Sands Casino Resort Bethlehem is planning a $90 million expansion that would add restaurants, slot machines and table games to attract the kind of players who bet thousands of dollars a hand, casino officials told The Morning Call.

An expansion the size of two football fields would carry Sands' investment in south Bethlehem to nearly $1 billion, while creating the largest gaming floor among the state's 12 casinos, and expanding a table games business that's already among the most lucrative outside of Las Vegas.

It is no coincidence that the decision to forge ahead with the project comes just days after New Jersey voters overwhelmingly decided against expanding casino gambling into northern New Jersey, preserving a market that provides Sands with roughly half of its gamblers.

Construction could begin in January in Bethlehem, but Sands CEO Mark Juliano cautioned that the project will first need the approval of the Pennsylvania Gaming Control Board. The 81 additional table games would boost Sands' stable of tables to more than 300, requiring a special approval from the gaming board because the 2004 gambling law set a 250-table limit.

"We are well above capacity, particularly on the weekend," Juliano said. "We know there are nights when people can't find an open slot machine or a seat at a table they can afford. There's a need to add space to handle the demand."

Sands is arguably Pennsylvania's most successful casino, largely on the strength of patrons who drive or bus in from northern New Jersey or New York City. And it's easily the state's most lucrative gambling hall for table games, pulling in more than $18 million a month, which is routinely 50 percent higher than its closest competitor, Parx Casino in Bucks County.

No casino has asked permission for more than 250 tables, said Richard McGarvey, Gaming Control Board spokesman.

"We always figured Sands would be the first," he said. "When it comes to tables, they are far and away beyond anyone else. No one else comes close."

Despite that, Sands' $90 million bet isn't without risk. Since Pennsylvania approved gambling, new competition from Ohio, Maryland, New York, Delaware and West Virginia has caused statewide gambling revenues to plateau.

Sands has defied the trend, but its double-digit increases have slowed the past two years. Still, with more than $500 million in gross gambling revenues in 2015, the Bethlehem casino reported net revenues of $140 million.

With more than 3,000 slot machines and 237 table games, the complex attracts 9 million people a year, enticing them to lose an average of $1.5 million a day there.

Northern New Jersey casinos would have intercepted many of those patrons before they hit the Pennsylvania border. But on Election Day, nearly 80 percent of New Jersey voters rejected the plan for two new casinos, making it unlikely the question would return to the ballot in two years, which is the first time it could resurface under the law.

Across another border, competition is on the distant horizon. New York issued four licenses for upstate casinos in March. Its gambling law allows casinos to be approved for New York City seven years after the upstate licenses were awarded. That means New York City can't realistically have casinos before 2023, and the time it will take to approve and build one will probably carry it much later than that.

--

**TASK DESCRIPTION:**
Duplicate the part of the casino expansion article that begins at the words "No casino has" and stops after "revenues to plateau.". The records aren't needed for this.

--

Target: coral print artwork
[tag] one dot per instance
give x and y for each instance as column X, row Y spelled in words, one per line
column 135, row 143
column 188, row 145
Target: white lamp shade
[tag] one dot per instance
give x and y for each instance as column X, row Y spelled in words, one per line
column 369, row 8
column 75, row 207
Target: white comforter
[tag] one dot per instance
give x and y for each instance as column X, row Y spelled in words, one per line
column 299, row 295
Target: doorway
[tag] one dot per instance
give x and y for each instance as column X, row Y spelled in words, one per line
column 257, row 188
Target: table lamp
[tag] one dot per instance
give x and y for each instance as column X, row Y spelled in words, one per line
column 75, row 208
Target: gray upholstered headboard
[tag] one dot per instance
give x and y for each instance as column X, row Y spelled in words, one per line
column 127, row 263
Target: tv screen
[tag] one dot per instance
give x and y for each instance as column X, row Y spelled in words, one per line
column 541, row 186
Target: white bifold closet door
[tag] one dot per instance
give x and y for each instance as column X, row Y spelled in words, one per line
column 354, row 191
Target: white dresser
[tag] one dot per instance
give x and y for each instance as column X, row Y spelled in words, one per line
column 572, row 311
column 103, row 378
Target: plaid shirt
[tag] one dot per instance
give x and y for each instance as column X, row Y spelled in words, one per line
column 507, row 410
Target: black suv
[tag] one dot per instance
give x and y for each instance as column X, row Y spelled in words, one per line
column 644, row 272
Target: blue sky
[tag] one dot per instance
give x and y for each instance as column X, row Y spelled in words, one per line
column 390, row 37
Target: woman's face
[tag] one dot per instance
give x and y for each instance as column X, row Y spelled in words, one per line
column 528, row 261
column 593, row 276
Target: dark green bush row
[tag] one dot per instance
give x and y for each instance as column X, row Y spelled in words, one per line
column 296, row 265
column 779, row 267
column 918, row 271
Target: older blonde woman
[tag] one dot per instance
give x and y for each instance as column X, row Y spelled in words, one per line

--

**IN RESPONSE:**
No casino has asked permission for more than 250 tables, said Richard McGarvey, Gaming Control Board spokesman.

"We always figured Sands would be the first," he said. "When it comes to tables, they are far and away beyond anyone else. No one else comes close."

Despite that, Sands' $90 million bet isn't without risk. Since Pennsylvania approved gambling, new competition from Ohio, Maryland, New York, Delaware and West Virginia has caused statewide gambling revenues to plateau.